I'm a newcomer to C++ and I ran into a problem recently returning a reference to a local variable. I solved it by changing the return value from std::string& to an std::string. However, to my understanding this can be very inefficient. Consider the following code:
string hello()
{
string result = "hello";
return result;
}
int main()
{
string greeting = hello();
}
To my understanding, what happens is:
hello() is called.
Local variable result is assigned a value of "hello".
The value of result is copied into the variable greeting.
This probably doesn't matter that much for std::string, but it can definitely get expensive if you have, for example, a hash table with hundreds of entries.
How do you avoid copy-constructing a returned temporary, and instead return a copy of the pointer to the object (essentially, a copy of the local variable)?
Sidenote: I've heard that the compiler will sometimes perform return-value optimization to avoid calling the copy constructor, but I think it's best not to rely on compiler optimizations to make your code run efficiently.)
The description in your question is pretty much correct. But it is important to understand that this is behavior of the abstract C++ machine. In fact, the canonical description of abstract return behavior is even less optimal
result is copied into a nameless intermediate temporary object of type std::string. That temporary persists after the function's return.
That nameless intermediate temporary object is then copied to greeting after function returns.
Most compilers have always been smart enough to eliminate that intermediate temporary in full accordance with the classic copy elision rules. But even without that intermediate temporary the behavior has always been seen as grossly suboptimal. Which is why a lot of freedom was given to compilers in order to provide them with optimization opportunities in return-by-value contexts. Originally it was Return Value Optimization (RVO). Later Named Return Value Optimization was added to it (NRVO). And finally, in C++11, move semantics became an additional way to optimize the return behavior in such cases.

JOB:
Please quote the stretch of the C++ return-by-value discussion from "I'm a newcomer" through "the variable greeting.".

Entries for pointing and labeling
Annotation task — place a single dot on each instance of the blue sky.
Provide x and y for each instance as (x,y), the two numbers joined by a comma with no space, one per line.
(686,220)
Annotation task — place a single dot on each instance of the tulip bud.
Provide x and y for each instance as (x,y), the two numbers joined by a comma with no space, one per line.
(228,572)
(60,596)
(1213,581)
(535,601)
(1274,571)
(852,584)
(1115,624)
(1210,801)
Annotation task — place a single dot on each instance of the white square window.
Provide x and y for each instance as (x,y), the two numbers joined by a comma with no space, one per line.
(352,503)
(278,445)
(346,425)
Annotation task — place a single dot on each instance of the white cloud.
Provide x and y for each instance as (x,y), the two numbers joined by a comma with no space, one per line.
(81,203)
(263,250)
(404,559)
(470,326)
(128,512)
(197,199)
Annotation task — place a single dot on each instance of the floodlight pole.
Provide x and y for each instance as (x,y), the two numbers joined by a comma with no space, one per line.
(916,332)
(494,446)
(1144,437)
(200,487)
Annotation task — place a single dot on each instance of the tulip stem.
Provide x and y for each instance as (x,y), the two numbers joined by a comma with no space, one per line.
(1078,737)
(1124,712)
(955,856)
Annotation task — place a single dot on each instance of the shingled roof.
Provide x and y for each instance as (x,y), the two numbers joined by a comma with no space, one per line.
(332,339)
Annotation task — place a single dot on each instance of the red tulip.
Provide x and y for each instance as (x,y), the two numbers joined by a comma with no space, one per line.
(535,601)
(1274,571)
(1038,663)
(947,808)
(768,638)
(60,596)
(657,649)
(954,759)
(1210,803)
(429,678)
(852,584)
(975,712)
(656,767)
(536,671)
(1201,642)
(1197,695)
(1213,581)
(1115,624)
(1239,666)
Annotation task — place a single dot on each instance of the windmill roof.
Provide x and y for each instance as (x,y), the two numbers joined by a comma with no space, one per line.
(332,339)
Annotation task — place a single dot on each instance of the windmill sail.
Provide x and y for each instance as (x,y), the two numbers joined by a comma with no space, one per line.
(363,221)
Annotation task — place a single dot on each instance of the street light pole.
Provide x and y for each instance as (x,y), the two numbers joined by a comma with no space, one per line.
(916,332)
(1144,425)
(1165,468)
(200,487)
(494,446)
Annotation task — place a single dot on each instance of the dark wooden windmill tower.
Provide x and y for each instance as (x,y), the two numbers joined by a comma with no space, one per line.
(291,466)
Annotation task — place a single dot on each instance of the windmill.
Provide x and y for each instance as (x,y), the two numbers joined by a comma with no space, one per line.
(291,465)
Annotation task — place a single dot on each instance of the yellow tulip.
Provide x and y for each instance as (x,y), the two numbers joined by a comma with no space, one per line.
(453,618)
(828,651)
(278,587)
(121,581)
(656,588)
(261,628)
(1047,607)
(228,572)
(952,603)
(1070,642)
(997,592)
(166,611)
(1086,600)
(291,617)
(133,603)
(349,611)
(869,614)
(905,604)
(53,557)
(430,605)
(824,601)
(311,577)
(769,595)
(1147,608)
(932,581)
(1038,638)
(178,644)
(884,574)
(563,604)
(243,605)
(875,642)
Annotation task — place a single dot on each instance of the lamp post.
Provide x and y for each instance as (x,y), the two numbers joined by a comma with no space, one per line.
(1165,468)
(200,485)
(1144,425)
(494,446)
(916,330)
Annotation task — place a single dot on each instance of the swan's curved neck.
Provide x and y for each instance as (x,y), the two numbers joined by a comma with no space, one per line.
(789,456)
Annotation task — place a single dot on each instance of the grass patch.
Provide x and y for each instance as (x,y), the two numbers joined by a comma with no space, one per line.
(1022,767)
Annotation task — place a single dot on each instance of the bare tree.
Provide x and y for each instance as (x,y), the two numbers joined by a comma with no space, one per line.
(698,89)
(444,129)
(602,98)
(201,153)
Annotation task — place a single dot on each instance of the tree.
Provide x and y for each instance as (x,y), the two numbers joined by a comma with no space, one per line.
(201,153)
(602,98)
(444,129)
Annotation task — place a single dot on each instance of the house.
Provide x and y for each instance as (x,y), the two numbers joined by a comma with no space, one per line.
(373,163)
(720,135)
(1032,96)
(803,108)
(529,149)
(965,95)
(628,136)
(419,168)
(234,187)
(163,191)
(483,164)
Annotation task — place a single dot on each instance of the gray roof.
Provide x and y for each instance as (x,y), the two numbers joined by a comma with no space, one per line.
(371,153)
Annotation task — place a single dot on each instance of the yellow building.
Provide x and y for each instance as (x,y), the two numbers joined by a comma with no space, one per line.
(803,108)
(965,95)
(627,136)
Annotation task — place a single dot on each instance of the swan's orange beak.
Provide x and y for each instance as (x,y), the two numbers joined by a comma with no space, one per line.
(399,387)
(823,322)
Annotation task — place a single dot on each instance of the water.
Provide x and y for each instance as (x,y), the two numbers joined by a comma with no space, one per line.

IN RESPONSE:
I'm a newcomer to C++ and I ran into a problem recently returning a reference to a local variable. I solved it by changing the return value from std::string& to an std::string. However, to my understanding this can be very inefficient. Consider the following code:
string hello()
{
string result = "hello";
return result;
}
int main()
{
string greeting = hello();
}
To my understanding, what happens is:
hello() is called.
Local variable result is assigned a value of "hello".
The value of result is copied into the variable greeting.